Records from a data source
******
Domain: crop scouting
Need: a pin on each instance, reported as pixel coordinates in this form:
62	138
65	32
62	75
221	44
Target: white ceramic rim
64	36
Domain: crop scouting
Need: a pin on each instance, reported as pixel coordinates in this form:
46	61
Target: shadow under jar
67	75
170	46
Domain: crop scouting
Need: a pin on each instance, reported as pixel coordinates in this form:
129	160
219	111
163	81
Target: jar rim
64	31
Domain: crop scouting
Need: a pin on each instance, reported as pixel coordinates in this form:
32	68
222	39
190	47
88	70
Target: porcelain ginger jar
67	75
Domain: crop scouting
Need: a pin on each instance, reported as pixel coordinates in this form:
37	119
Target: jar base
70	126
******
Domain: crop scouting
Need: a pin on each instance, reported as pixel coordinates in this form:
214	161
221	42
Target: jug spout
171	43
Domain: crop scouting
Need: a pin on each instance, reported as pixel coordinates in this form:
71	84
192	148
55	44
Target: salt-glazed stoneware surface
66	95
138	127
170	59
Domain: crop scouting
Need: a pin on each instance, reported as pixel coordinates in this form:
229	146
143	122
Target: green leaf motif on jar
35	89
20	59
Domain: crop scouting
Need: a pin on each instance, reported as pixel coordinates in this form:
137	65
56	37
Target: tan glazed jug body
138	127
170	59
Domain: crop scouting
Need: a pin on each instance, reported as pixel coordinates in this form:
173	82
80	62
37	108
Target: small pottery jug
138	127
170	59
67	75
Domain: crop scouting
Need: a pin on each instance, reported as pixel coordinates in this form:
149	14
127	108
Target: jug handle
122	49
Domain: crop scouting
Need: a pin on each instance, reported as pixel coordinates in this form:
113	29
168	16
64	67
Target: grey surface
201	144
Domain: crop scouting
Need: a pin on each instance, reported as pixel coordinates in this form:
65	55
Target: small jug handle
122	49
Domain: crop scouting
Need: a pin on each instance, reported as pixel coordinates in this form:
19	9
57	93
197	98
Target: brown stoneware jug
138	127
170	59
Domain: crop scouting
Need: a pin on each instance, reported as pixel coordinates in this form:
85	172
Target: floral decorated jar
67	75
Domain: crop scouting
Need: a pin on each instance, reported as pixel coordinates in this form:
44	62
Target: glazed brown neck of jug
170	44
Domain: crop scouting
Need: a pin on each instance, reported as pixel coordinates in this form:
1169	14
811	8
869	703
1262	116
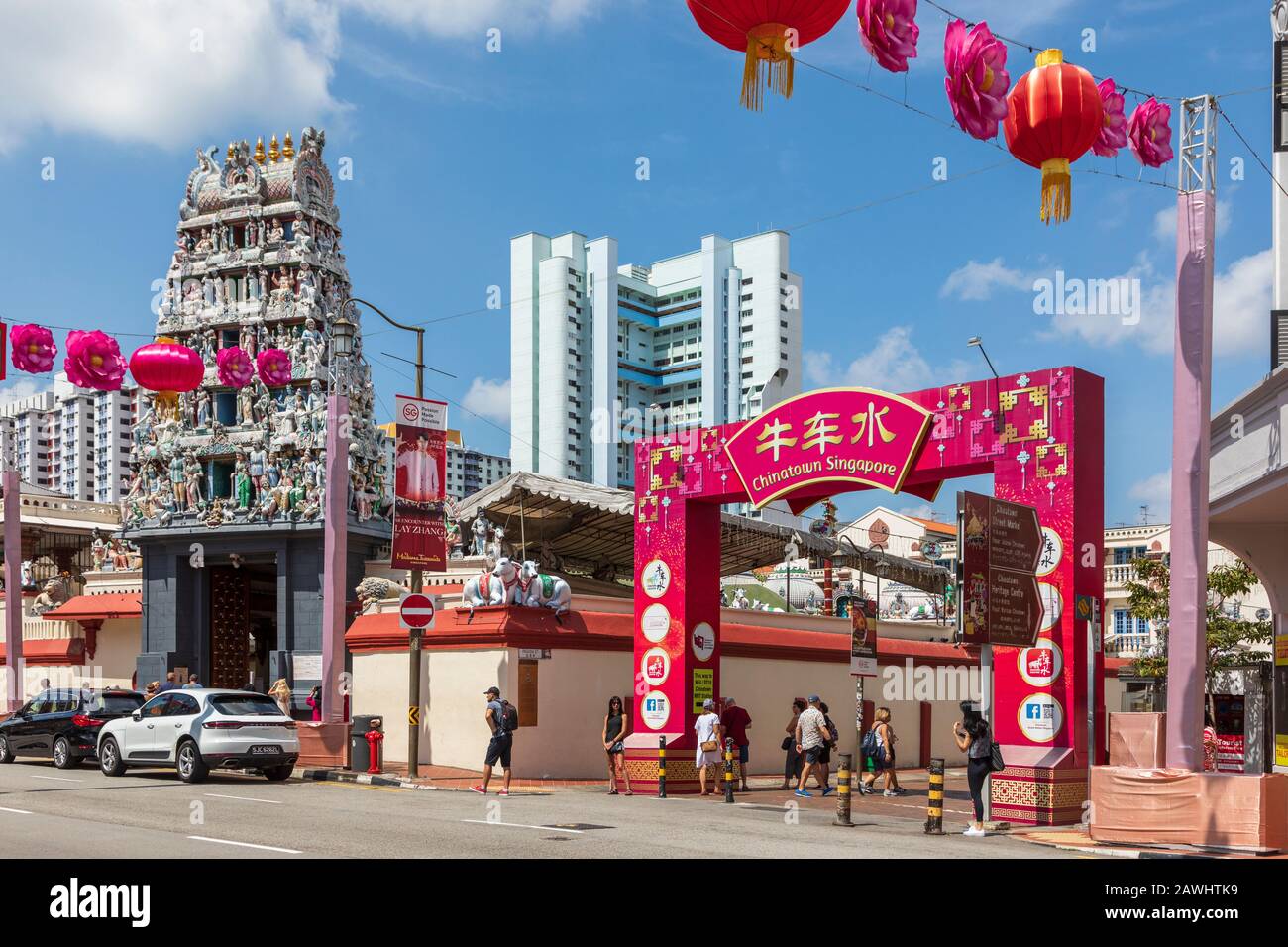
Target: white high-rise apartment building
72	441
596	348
******
[WRITTEN REQUEST]:
Please state how many lines of the records contain the string "white". Case counts, and the answer should be the number alone.

[SOLUTION TO THE EXERCISE]:
2